**Aangeleverde tekst:**
======

Vuile handen

Foto: Grand Foulard

Langs de Nieuwe Gaanderijen hangen foto’s op groot formaat van de zee: ‘Onze kust in evolutie.’ Als je ernaar kijkt, sta je met je rug naar de echte zee. Dat voelt oneerbiedig en is – als je de foto’s mag geloven – niet zonder risico: in het verleden werd de kust veelvuldig hevig geteisterd door die nu zo kalme zee.

Op een van de laatste foto’s is – ook nogal oneerbiedig – een flyer geplakt. Reclame voor het FFO, het filmfestival Oostende. Althans, dat lijkt zo, vanwege een banner in de huisstijl van het festival. In werkelijkheid vraagt de flyer aandacht voor de documentaire Blanke Koning, Rood Rubber, Zwarte Dood uit 2004 (te zien op YouTube). Daarin wordt het schrikbewind belicht dat koning Leopold II van 1885 tot 1908 in Congo voerde. In die jaren was Congo nog geen Belgische kolonie, maar Leopolds privébezit. Hij liet er rubber produceren onder mensonterende omstandigheden. Veelvuldig werden handen afgehakt en mensen vermoord om de bevolking onder de duim te houden.

Foto: Grand Foulard

Een twintigtal meter verderop staat het imposante beeld van koning Leopold II te paard, geflankeerd door twee beeldengroepen. Rechts brengt de Oostendse vissersbevolking hulde, links tonen Congolezen hun dankbaarheid voor de bevrijding van de Arabische slavernij.

In 2004 hakte de actiegroep De Stoeten Ostendenoare een hand van een van de Congolezen af. Pas als het koningshuis zijn excuses aanbiedt voor de wandaden in Congo, keert de hand terug, zeggen ze. Tot op heden is dat niet gebeurd. Moet Leopold II dan maar helemaal het veld ruimen? De kans dat dit gebeurt is klein. Het beeld wordt bij Koninklijk Besluit van 22 september 1981 beschermd, en op besluiten komen koningen (en wereldleiders) nu eenmaal niet snel terug.

Desolate getuige

Foto: Grand Foulard

Aan de noordzijde van het Maria-Hendrikapark (bij Oostendenaars beter bekend als ’t Bosje) ligt volgens het agentschap Onroerend Erfgoed een ‘In het reliëf ingewerkte wielerpiste in beton; centraal deels verhard terrein, deels grasveld. Aan noordzijde tribune met vaste zitbanken en grote overkragende schuine luifel. Aan zuidzijde trappartij en recent opgetrokken gebouwen (onder meer lokaal voor jeugdbeweging). Geheel afgesloten door ijzeren leuning.’

Korter is mooier: Velodroom. Wat een prachtig woord is dat. Ik weet heus ook wel dat het komt van het Franse ‘velo’ voor fiets en ‘drome’ voor renbaan, en dat het Griekse woord ‘dromos’ daar weer aan voorafging, maar voor mij past de Nederlandse betekenis van ‘droom’ toch beter. Als je uitkijkt over die enorme betonnen kuip, kun je toch niet anders dan (weg)dromen en denken aan tijden van weleer, toen hier nog grote namen uit de wielersport voorbijraasden.

======

**Vermelde gegevens:**
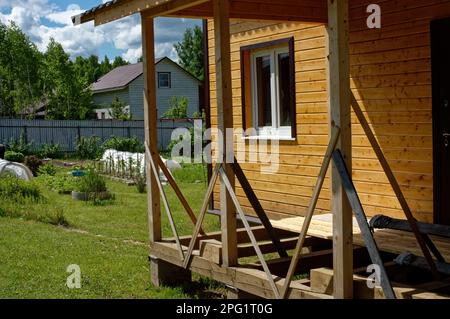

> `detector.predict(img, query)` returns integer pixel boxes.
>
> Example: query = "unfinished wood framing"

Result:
[213,0,238,266]
[74,0,450,299]
[328,0,353,298]
[142,18,162,242]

======

**Korte oefening:** Haal uit de tekst over Oostende letterlijk het stuk van "Korter is mooier: Velodroom." tot en met "de wielersport voorbijraasden.".

**Uitkomst oefening:**
Korter is mooier: Velodroom. Wat een prachtig woord is dat. Ik weet heus ook wel dat het komt van het Franse ‘velo’ voor fiets en ‘drome’ voor renbaan, en dat het Griekse woord ‘dromos’ daar weer aan voorafging, maar voor mij past de Nederlandse betekenis van ‘droom’ toch beter. Als je uitkijkt over die enorme betonnen kuip, kun je toch niet anders dan (weg)dromen en denken aan tijden van weleer, toen hier nog grote namen uit de wielersport voorbijraasden.